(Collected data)
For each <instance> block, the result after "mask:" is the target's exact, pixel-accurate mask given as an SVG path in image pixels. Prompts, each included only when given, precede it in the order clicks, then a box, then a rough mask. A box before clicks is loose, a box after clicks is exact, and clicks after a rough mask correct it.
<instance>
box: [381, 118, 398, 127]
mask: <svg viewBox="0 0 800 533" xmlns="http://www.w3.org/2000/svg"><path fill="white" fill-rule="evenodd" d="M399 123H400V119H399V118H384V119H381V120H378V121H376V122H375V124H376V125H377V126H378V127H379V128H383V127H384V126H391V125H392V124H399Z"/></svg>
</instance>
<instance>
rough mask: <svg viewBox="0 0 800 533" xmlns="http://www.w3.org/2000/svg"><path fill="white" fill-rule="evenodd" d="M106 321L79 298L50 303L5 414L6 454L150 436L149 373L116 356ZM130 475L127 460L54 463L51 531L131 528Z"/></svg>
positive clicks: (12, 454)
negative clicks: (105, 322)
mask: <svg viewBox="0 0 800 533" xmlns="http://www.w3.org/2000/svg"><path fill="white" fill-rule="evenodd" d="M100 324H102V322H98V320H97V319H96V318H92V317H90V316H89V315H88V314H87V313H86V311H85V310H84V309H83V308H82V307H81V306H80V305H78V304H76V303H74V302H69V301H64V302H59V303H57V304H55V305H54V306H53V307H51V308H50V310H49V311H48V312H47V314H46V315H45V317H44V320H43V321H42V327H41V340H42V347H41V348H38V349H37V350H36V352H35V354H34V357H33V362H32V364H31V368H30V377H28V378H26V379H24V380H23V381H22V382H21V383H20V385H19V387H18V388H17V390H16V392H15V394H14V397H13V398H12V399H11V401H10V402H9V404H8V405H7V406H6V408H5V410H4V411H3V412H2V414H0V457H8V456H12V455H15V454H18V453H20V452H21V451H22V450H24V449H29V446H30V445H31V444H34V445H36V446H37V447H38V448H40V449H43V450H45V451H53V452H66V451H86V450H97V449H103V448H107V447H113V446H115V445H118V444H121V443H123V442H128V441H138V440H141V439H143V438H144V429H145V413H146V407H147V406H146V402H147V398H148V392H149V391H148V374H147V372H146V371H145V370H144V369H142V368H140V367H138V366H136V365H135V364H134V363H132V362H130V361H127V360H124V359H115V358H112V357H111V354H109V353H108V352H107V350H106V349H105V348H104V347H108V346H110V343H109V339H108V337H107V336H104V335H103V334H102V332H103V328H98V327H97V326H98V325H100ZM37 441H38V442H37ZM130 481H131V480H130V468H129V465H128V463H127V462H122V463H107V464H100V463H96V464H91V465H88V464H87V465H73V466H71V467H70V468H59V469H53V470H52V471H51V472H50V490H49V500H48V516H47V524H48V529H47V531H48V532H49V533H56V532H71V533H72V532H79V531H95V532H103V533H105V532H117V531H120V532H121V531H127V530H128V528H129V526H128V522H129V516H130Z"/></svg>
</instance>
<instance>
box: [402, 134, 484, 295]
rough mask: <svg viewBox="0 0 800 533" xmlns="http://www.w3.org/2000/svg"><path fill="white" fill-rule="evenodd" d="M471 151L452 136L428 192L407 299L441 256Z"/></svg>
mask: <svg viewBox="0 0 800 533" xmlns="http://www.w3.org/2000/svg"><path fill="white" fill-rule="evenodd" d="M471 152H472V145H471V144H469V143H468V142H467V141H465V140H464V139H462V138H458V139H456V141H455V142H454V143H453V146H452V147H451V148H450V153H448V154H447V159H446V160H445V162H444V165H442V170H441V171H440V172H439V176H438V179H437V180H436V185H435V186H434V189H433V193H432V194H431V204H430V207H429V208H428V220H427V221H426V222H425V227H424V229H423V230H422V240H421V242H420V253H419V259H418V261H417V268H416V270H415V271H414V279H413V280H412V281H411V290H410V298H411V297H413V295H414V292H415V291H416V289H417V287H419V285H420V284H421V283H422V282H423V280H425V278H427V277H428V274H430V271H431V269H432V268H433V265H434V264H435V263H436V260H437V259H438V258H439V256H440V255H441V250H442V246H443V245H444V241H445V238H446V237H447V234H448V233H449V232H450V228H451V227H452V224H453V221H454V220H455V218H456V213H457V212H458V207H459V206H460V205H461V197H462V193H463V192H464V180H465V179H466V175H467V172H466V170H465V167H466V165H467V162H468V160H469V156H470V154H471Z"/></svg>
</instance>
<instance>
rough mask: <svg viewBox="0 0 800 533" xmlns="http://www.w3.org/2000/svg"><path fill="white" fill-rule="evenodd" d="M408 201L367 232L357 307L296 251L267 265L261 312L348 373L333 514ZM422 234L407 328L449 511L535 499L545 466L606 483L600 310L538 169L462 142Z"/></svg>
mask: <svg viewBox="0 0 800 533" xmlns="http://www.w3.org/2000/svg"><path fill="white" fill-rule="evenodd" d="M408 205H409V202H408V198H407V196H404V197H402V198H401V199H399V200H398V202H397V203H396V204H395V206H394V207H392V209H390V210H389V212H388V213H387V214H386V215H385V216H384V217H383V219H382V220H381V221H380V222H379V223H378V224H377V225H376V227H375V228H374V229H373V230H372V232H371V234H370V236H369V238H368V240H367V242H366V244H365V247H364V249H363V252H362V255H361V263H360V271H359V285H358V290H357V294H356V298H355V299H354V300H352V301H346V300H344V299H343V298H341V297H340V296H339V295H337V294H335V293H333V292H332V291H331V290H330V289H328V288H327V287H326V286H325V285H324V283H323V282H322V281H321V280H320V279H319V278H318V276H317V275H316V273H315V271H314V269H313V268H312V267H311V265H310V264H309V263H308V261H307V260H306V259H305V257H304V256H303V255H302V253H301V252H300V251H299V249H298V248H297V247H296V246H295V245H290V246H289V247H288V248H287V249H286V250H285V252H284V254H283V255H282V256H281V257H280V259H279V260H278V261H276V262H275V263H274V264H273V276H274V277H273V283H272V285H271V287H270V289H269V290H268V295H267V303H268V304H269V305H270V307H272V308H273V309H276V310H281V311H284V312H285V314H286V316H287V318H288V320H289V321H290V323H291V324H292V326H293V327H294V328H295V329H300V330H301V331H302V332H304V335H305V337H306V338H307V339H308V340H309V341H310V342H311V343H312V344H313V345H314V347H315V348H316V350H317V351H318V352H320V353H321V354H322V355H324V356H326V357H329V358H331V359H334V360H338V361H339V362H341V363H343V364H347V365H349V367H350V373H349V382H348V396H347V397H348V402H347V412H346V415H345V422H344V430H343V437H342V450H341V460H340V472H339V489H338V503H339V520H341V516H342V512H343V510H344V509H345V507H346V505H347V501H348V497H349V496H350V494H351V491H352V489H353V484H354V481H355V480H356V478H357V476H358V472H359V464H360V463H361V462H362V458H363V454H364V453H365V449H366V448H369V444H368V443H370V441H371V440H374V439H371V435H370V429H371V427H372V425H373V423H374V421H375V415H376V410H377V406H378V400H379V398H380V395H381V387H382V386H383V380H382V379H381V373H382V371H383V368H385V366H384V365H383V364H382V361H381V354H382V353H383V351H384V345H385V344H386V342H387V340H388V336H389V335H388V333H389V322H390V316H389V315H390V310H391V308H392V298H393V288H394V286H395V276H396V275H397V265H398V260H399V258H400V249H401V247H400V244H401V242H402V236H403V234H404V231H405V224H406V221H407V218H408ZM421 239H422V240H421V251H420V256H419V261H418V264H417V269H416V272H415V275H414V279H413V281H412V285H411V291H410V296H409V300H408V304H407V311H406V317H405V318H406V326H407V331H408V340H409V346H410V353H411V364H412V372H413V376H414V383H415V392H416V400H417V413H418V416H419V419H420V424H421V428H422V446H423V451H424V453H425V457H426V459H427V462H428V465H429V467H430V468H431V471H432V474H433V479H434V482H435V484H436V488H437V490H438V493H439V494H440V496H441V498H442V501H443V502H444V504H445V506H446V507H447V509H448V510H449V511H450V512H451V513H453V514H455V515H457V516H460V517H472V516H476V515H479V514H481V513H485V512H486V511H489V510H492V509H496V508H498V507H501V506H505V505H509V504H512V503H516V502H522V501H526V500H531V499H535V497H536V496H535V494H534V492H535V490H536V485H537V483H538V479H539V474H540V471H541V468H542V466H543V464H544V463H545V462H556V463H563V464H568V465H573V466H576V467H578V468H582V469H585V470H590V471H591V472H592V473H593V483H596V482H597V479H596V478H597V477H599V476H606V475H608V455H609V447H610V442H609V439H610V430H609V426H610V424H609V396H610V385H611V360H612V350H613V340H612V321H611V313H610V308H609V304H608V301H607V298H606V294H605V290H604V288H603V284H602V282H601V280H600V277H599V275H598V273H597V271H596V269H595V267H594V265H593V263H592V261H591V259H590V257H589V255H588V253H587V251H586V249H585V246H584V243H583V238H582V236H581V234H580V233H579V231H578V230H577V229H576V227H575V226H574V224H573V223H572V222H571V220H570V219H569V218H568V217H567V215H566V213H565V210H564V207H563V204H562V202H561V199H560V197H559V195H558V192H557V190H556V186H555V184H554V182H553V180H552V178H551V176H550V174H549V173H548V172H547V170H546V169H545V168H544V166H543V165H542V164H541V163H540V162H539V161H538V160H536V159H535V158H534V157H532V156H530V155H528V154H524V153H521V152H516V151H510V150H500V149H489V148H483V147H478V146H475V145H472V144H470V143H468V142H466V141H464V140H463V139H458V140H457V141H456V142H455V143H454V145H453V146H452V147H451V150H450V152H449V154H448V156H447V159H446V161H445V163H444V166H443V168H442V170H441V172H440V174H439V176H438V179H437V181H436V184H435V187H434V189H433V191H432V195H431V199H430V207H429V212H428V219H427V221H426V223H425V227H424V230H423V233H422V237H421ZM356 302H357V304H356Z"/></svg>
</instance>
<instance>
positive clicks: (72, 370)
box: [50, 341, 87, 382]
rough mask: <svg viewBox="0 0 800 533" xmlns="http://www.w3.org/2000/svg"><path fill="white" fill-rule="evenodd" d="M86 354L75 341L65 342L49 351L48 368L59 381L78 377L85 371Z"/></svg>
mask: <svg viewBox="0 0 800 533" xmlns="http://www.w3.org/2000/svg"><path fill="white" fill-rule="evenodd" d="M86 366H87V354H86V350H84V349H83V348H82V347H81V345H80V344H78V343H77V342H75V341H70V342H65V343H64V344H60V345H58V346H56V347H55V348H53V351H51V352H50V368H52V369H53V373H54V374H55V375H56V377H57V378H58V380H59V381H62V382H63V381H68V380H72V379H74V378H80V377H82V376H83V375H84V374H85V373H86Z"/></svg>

● Your goal: Every line of the entries above that holds "positive" should be copied out.

● Response:
positive clicks: (12, 454)
positive clicks: (72, 370)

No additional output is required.